> _Directions for this task_
Copy every line of the material below word for word, and leave the pictures out of your answer.
--- Supplied records ---
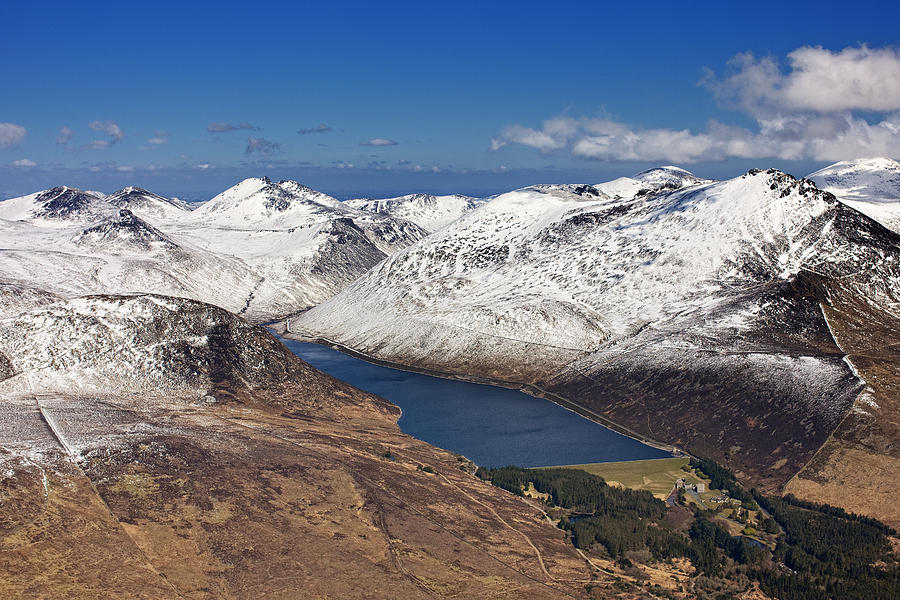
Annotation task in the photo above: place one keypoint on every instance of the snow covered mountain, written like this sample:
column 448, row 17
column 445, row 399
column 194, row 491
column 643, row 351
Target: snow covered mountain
column 61, row 204
column 683, row 313
column 870, row 185
column 305, row 245
column 149, row 206
column 425, row 210
column 261, row 249
column 654, row 180
column 133, row 345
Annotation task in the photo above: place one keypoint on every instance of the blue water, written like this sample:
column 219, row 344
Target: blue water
column 490, row 425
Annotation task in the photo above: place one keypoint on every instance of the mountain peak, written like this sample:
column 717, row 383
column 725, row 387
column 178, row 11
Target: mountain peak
column 864, row 179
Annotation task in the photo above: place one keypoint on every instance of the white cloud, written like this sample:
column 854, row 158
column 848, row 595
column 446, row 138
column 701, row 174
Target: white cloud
column 378, row 142
column 223, row 127
column 822, row 81
column 110, row 128
column 65, row 134
column 261, row 146
column 807, row 113
column 11, row 134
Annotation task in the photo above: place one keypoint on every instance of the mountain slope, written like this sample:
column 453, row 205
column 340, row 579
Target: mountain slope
column 261, row 249
column 870, row 185
column 155, row 447
column 691, row 316
column 425, row 210
column 304, row 245
column 147, row 205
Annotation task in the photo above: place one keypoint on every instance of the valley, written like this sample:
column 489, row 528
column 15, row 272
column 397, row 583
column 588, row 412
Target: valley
column 751, row 323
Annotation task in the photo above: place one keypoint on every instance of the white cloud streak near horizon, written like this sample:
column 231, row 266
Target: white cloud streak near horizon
column 806, row 113
column 11, row 134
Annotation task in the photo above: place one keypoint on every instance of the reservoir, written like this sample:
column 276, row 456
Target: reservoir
column 490, row 425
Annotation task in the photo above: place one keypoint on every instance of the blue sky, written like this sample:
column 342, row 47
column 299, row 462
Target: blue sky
column 379, row 98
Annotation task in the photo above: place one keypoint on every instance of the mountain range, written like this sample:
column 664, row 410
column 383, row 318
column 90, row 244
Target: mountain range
column 707, row 315
column 261, row 249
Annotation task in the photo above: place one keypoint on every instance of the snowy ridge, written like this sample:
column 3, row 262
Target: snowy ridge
column 120, row 345
column 546, row 265
column 690, row 315
column 261, row 249
column 149, row 206
column 425, row 210
column 870, row 185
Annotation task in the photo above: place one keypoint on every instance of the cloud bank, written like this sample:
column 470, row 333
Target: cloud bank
column 223, row 127
column 323, row 128
column 809, row 112
column 261, row 146
column 11, row 134
column 378, row 142
column 65, row 134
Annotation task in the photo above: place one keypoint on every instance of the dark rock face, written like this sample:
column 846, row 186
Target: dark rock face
column 63, row 203
column 707, row 301
column 130, row 343
column 125, row 228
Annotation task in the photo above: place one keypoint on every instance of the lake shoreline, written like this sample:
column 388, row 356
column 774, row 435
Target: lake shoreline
column 529, row 389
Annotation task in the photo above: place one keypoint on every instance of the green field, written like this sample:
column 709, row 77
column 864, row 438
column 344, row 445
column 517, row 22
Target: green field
column 657, row 475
---
> _Answer for this exercise_
Annotation task in the photo above: place one keypoint on every instance of the snow covered mountain, written like this sample:
column 448, row 17
column 445, row 399
column 194, row 491
column 643, row 351
Target: snow covered mountain
column 61, row 204
column 683, row 313
column 870, row 185
column 305, row 245
column 149, row 206
column 425, row 210
column 261, row 249
column 654, row 180
column 133, row 345
Annotation task in the photo above: place one keypoint on every instance of the blue water, written like this sample:
column 219, row 344
Target: blue water
column 490, row 425
Annotation task in the photo above: place one keypoint on every instance of the mountain peak, written like this sample:
column 717, row 383
column 725, row 387
column 178, row 11
Target: mountain peak
column 864, row 179
Annotation task in the photo above: place one keypoint on every instance of the white cloud, written like this sample:
column 854, row 158
column 848, row 595
column 446, row 138
column 701, row 174
Target: white cloud
column 378, row 142
column 223, row 127
column 822, row 81
column 110, row 128
column 65, row 134
column 261, row 146
column 807, row 113
column 11, row 134
Annotation task in the photo above: place one keypoint on every instance of the mountain slope, written like this sample:
column 453, row 205
column 340, row 579
Target: mountain slope
column 261, row 249
column 870, row 185
column 155, row 447
column 691, row 316
column 425, row 210
column 304, row 245
column 147, row 205
Annotation task in the photo above: place one keypoint on every instance of the valley, written like this sample:
column 489, row 528
column 15, row 272
column 397, row 583
column 588, row 412
Target: valley
column 751, row 323
Annotation task in the photo above: place one keypoint on every instance of the white cloud streak near horizon, written like this sample:
column 231, row 266
Target: white cloud streak near horizon
column 806, row 113
column 11, row 134
Annotation task in the photo above: place one keypoint on every instance of the reservoir, written like this sample:
column 276, row 456
Target: reservoir
column 490, row 425
Annotation task in the photo above: place one keypoint on every instance of the blue sky, written like this sample:
column 342, row 47
column 299, row 462
Target: blue sky
column 379, row 98
Annotation task in the photo above: place one keypoint on every instance of the mountain range, written like this sample:
column 664, row 410
column 383, row 318
column 90, row 244
Target: mountain range
column 707, row 315
column 261, row 249
Annotation task in the photo above: place one keypoint on every instance of the snowy ridge, written like this sample:
column 3, row 262
Target: snowy ridge
column 120, row 345
column 546, row 265
column 690, row 315
column 261, row 249
column 149, row 206
column 425, row 210
column 870, row 185
Annotation task in the photo above: place one keypoint on every instance of the cloud bank, written like this sample:
column 470, row 333
Target: cloud bank
column 223, row 127
column 323, row 128
column 809, row 112
column 261, row 146
column 11, row 134
column 378, row 142
column 65, row 134
Annotation task in the photo above: place one keypoint on every instance of the dark rock face, written like this sample:
column 846, row 186
Target: dark rock face
column 63, row 203
column 707, row 301
column 130, row 343
column 125, row 228
Annotation task in the photo above: place one keypoint on every instance of the lake shoreline, written like this sample:
column 388, row 356
column 774, row 435
Target: lake shoreline
column 529, row 389
Annotation task in the photo above: place one keypoint on every instance of the green field, written like this sample:
column 709, row 77
column 864, row 438
column 344, row 445
column 517, row 22
Target: green field
column 657, row 475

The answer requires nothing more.